:: LA CONSIGNE ::
Reproduisez mot pour mot le passage de l'extrait ci-dessous sur l'éducation des enfants, depuis « L'un des plus » jusqu'à « d'avoir des enfants. » inclus.

:: PASSAGE EXTRAIT ::
######
Procréation assistée 
 
          L'un des plus graves problèmes actuels, voire la source de tous les maux sociaux, se trouve dans l'éducation des enfants et, en particulier, dans le manque de contrôle que leurs parents exercent sur eux. De là découlent le décrochage scolaire, le suicide, la hausse de la criminalité chez les jeunes, la violence des bandes d'adolescents, et la mise en cause de notre avenir collectif. Or, voici le paradoxe: on exige des preuves de compétence et des permis pour des activités – exercer la médecine, conduire une automobile, posséder un pistolet .22 à un coup, etc. – qui portent pourtant beaucoup moins à conséquence que le fait d'avoir des enfants.
######
:: LIGNES DE DONNÉES ::

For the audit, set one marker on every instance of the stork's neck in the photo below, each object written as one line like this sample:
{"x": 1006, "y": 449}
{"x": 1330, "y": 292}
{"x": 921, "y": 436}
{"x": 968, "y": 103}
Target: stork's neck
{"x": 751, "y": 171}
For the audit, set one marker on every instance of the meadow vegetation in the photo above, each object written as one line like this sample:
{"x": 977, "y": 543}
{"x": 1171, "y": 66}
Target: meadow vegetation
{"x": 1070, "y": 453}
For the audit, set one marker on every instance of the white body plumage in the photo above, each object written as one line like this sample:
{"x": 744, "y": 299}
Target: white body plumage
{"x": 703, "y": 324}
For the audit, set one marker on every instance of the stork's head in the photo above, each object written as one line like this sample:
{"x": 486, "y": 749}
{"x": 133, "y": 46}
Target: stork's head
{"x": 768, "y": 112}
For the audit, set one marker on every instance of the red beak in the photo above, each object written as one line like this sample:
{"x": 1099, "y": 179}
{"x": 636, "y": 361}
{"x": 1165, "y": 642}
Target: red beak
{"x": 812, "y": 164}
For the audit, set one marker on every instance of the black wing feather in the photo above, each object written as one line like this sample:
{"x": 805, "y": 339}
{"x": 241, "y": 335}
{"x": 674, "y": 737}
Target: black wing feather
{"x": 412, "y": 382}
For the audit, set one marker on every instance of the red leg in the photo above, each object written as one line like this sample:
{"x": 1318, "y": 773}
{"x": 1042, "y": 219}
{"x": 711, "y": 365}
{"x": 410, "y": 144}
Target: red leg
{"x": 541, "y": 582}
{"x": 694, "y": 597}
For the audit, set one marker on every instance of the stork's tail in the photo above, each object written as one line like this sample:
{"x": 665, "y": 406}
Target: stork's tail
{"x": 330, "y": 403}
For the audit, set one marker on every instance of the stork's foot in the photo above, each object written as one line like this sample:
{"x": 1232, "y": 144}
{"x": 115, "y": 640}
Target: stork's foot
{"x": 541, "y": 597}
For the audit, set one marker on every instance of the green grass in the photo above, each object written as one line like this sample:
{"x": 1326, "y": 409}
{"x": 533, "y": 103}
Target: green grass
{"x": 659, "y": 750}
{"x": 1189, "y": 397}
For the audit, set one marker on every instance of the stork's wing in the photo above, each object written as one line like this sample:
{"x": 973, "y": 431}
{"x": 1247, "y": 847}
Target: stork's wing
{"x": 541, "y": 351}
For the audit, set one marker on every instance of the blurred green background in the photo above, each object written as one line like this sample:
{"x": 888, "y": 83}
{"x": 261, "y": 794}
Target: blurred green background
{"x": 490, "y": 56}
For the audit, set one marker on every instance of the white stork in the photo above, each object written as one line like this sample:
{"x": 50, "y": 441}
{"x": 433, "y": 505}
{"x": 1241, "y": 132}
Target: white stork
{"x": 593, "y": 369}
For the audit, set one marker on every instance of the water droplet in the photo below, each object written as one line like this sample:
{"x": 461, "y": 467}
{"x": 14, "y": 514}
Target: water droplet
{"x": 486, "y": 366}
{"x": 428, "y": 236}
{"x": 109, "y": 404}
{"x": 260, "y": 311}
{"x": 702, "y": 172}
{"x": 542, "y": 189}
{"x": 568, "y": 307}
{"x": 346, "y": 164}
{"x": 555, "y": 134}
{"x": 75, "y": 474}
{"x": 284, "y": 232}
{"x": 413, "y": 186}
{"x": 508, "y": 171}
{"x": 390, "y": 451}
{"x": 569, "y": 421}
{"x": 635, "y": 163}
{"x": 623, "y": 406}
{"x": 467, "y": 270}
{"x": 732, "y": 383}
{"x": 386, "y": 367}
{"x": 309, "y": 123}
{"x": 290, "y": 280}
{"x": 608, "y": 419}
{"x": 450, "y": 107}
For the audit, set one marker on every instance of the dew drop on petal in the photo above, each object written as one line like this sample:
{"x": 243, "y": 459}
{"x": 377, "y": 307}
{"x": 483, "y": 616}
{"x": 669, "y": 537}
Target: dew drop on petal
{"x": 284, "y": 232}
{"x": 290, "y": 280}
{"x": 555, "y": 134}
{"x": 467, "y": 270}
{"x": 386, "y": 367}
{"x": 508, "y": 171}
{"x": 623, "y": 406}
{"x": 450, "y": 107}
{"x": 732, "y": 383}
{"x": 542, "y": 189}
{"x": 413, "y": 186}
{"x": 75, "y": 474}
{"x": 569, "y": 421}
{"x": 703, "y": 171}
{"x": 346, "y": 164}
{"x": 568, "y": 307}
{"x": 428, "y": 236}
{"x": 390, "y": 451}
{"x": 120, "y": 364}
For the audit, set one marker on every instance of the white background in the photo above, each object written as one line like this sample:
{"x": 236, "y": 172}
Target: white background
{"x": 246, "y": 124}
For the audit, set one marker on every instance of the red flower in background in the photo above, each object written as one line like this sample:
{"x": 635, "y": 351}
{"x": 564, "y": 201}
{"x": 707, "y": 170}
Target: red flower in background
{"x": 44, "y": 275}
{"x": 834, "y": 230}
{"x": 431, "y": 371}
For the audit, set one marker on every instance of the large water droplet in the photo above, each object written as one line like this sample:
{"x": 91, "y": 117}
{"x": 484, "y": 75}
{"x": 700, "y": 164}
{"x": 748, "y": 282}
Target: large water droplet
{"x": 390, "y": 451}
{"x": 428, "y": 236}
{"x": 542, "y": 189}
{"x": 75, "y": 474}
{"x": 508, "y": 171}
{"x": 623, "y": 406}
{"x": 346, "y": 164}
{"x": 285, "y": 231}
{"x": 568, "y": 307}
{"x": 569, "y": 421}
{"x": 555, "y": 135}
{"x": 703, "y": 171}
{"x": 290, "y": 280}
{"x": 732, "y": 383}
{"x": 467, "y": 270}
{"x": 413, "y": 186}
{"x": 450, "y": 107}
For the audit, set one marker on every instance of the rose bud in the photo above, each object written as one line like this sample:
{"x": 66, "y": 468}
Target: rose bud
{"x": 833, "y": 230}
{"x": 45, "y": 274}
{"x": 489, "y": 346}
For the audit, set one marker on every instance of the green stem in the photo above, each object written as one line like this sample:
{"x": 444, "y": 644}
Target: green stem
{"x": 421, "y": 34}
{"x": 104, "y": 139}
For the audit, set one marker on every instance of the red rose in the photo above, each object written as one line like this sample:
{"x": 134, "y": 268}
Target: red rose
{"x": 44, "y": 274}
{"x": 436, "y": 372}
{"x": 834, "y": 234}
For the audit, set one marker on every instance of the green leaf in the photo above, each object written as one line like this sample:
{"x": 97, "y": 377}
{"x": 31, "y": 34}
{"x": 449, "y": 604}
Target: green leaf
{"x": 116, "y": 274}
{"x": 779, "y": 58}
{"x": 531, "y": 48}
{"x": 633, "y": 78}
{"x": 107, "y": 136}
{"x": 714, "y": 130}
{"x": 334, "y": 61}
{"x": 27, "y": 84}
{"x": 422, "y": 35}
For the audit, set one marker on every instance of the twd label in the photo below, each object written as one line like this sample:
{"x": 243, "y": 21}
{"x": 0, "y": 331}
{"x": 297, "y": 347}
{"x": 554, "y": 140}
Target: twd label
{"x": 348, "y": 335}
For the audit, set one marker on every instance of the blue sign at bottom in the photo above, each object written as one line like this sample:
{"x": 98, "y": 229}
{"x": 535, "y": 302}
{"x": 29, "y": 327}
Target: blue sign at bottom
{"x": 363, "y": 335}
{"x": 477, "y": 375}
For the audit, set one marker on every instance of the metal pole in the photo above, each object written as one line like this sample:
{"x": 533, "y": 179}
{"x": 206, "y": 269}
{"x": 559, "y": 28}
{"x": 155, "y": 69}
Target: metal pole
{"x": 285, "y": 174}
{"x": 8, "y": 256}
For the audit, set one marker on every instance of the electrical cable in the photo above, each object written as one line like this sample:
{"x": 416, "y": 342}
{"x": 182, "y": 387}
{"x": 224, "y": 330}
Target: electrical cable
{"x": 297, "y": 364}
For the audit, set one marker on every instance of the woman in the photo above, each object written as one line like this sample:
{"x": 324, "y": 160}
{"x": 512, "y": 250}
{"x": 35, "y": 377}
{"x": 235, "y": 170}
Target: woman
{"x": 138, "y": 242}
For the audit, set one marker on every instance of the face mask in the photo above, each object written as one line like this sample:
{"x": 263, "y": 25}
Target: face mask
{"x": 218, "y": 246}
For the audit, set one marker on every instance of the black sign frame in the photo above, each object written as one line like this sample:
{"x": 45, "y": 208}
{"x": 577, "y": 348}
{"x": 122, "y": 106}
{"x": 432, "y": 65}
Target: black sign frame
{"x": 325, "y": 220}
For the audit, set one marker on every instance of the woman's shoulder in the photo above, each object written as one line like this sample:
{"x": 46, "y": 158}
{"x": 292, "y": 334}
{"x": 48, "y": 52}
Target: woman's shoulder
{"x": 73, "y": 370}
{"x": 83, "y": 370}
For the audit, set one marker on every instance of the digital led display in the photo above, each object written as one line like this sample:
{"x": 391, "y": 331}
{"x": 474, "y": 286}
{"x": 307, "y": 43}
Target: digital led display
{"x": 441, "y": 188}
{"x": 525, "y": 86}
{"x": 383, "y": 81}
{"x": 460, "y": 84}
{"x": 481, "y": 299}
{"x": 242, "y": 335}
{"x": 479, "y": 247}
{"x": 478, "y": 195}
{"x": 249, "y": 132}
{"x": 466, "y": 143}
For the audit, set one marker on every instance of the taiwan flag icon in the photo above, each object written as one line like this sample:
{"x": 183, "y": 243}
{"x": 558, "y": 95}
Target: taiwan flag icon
######
:: SOLUTION DE L'EXERCICE ::
L'un des plus graves problèmes actuels, voire la source de tous les maux sociaux, se trouve dans l'éducation des enfants et, en particulier, dans le manque de contrôle que leurs parents exercent sur eux. De là découlent le décrochage scolaire, le suicide, la hausse de la criminalité chez les jeunes, la violence des bandes d'adolescents, et la mise en cause de notre avenir collectif. Or, voici le paradoxe: on exige des preuves de compétence et des permis pour des activités – exercer la médecine, conduire une automobile, posséder un pistolet .22 à un coup, etc. – qui portent pourtant beaucoup moins à conséquence que le fait d'avoir des enfants.